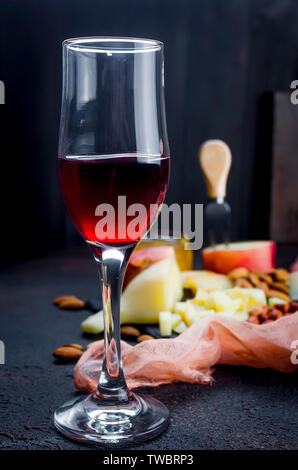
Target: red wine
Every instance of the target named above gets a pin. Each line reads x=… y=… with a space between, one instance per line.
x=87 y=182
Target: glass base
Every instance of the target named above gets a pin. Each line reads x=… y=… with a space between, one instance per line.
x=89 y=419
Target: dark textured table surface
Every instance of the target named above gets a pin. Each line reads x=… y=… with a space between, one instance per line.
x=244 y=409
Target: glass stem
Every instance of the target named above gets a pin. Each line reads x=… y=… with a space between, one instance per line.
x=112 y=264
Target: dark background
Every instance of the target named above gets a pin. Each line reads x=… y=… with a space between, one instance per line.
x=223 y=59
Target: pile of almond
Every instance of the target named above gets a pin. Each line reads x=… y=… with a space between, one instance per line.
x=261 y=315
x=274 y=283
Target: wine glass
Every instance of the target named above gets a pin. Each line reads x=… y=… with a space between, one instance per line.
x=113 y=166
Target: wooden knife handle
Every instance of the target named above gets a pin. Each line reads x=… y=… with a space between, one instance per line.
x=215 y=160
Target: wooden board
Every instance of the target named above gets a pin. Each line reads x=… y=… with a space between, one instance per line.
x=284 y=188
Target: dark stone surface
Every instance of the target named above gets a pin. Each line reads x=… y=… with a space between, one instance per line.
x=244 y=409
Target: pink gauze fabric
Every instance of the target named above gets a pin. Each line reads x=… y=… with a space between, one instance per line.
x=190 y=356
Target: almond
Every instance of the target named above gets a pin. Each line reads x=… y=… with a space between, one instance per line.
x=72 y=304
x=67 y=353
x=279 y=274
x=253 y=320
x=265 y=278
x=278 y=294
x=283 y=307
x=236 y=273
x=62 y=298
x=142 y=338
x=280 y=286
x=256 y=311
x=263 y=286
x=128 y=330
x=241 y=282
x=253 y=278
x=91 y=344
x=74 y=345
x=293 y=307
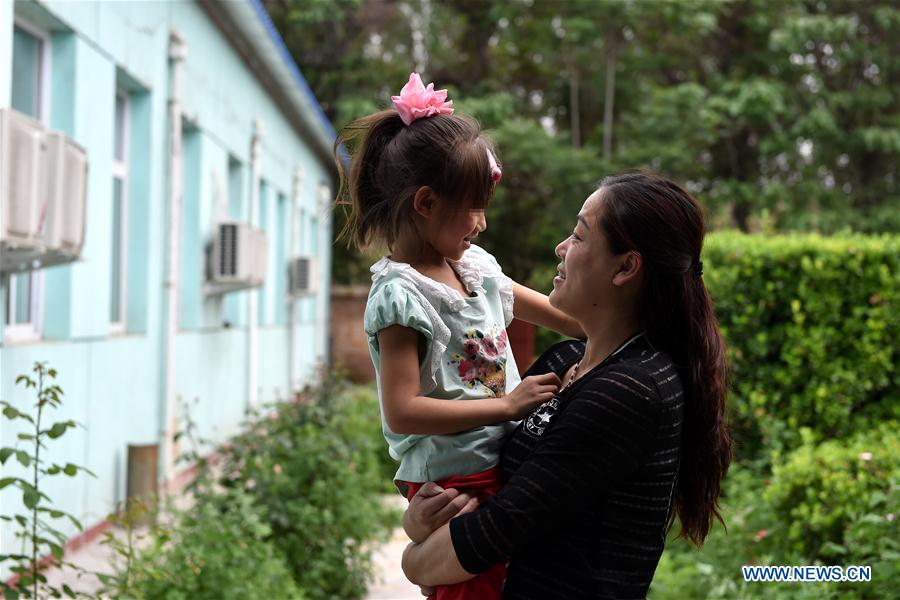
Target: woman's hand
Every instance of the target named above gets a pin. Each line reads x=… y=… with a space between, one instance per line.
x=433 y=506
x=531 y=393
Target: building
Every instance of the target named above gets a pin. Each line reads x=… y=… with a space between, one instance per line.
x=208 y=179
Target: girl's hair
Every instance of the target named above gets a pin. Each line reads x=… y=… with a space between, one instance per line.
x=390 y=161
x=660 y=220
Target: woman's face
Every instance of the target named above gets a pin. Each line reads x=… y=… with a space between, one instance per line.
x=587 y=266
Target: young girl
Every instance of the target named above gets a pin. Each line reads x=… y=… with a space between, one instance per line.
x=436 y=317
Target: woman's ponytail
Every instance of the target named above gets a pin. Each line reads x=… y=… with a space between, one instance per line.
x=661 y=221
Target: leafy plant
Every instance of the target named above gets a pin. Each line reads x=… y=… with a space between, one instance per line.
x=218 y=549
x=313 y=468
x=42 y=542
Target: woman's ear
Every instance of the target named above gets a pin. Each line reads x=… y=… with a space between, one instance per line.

* * *

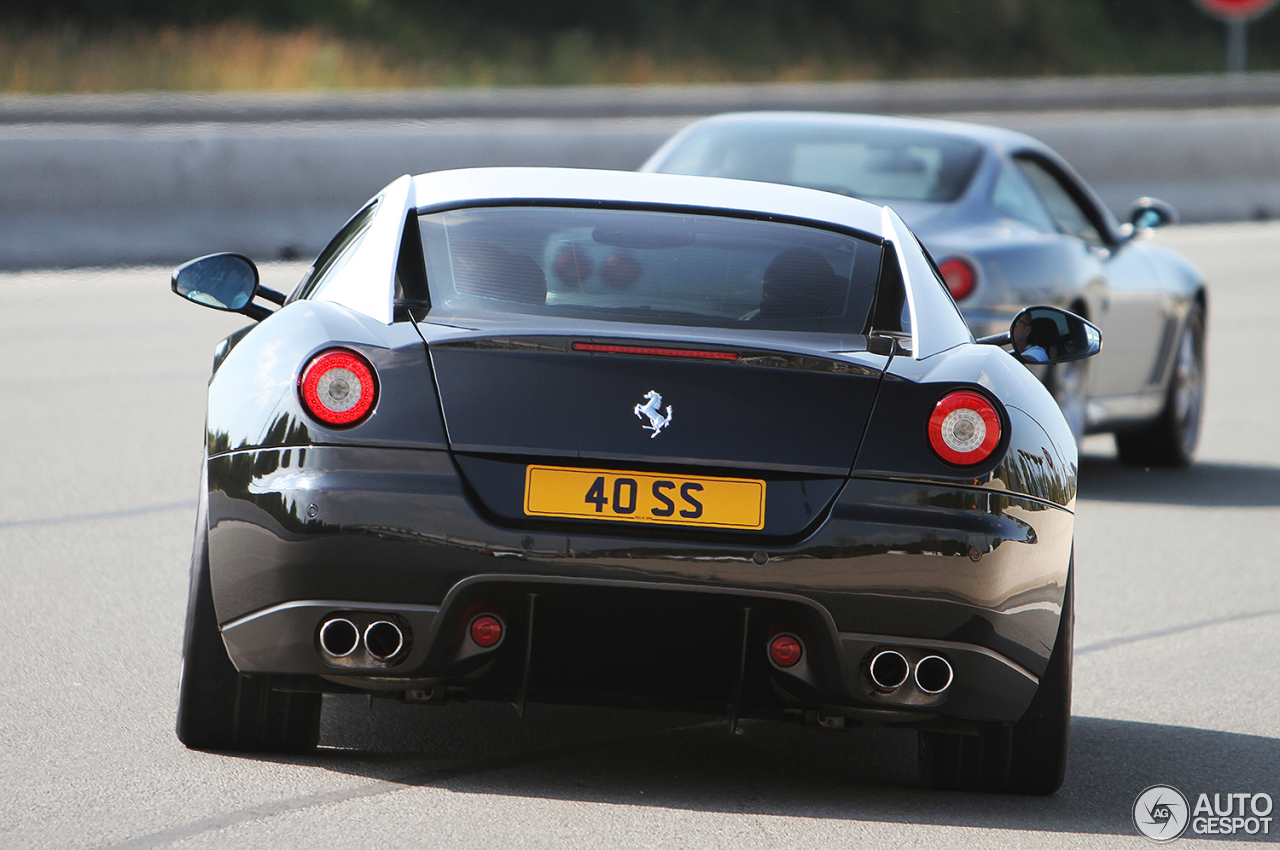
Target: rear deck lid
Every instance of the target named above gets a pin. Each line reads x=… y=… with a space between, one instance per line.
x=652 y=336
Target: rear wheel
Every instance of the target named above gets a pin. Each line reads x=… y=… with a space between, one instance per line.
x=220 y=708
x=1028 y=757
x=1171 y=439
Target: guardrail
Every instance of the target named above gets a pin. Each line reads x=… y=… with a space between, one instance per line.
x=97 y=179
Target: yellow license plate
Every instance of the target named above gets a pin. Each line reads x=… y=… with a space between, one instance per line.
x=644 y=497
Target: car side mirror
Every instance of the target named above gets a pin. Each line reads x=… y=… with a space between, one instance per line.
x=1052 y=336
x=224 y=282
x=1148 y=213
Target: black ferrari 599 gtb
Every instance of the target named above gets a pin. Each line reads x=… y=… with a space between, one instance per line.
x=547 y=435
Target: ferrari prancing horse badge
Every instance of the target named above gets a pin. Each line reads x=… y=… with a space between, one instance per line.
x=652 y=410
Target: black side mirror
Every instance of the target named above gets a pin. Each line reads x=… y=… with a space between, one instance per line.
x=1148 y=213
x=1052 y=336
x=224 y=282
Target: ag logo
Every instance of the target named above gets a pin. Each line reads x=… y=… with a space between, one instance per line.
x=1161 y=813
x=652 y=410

* * *

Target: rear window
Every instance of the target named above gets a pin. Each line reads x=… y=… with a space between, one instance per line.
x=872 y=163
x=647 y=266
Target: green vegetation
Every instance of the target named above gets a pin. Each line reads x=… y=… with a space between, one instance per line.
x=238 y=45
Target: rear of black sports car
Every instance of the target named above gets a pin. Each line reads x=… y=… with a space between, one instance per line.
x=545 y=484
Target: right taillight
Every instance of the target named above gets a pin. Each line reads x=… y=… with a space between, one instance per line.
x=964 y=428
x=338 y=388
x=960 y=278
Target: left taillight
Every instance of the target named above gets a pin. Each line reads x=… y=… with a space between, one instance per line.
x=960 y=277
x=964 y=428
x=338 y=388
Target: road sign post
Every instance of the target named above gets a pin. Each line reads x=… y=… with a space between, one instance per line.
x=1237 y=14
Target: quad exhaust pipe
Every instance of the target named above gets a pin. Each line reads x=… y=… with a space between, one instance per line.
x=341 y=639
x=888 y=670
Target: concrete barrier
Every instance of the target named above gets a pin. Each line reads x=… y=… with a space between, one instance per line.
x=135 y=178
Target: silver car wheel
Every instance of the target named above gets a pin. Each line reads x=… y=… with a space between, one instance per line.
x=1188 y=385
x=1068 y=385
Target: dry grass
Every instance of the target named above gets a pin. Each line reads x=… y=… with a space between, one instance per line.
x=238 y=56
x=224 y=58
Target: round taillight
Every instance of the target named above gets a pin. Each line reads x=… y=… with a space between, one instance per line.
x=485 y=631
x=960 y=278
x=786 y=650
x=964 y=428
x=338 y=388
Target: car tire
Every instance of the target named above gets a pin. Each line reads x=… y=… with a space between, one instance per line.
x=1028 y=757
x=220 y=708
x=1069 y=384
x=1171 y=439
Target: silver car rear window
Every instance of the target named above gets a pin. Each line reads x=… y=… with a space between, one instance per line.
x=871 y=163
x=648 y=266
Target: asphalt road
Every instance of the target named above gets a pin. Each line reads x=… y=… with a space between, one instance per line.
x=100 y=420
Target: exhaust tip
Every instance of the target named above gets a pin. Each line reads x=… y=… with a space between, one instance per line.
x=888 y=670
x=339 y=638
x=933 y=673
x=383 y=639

» **WHAT TO WORK ON**
Convert the part of the material that opens with the line containing "Target: concrete barrier" and closes with the line containing "x=135 y=178" into a two-column CSV with the headers text and answer. Give one row for each text and its answer, with each value in a single quoted field and line breaks replaced by spaces.

» **ANSWER BELOW**
text,answer
"Target: concrete barrier Every instance of the target named above gets a pin. Each line reads x=… y=… with a space between, one instance per line.","x=135 y=178"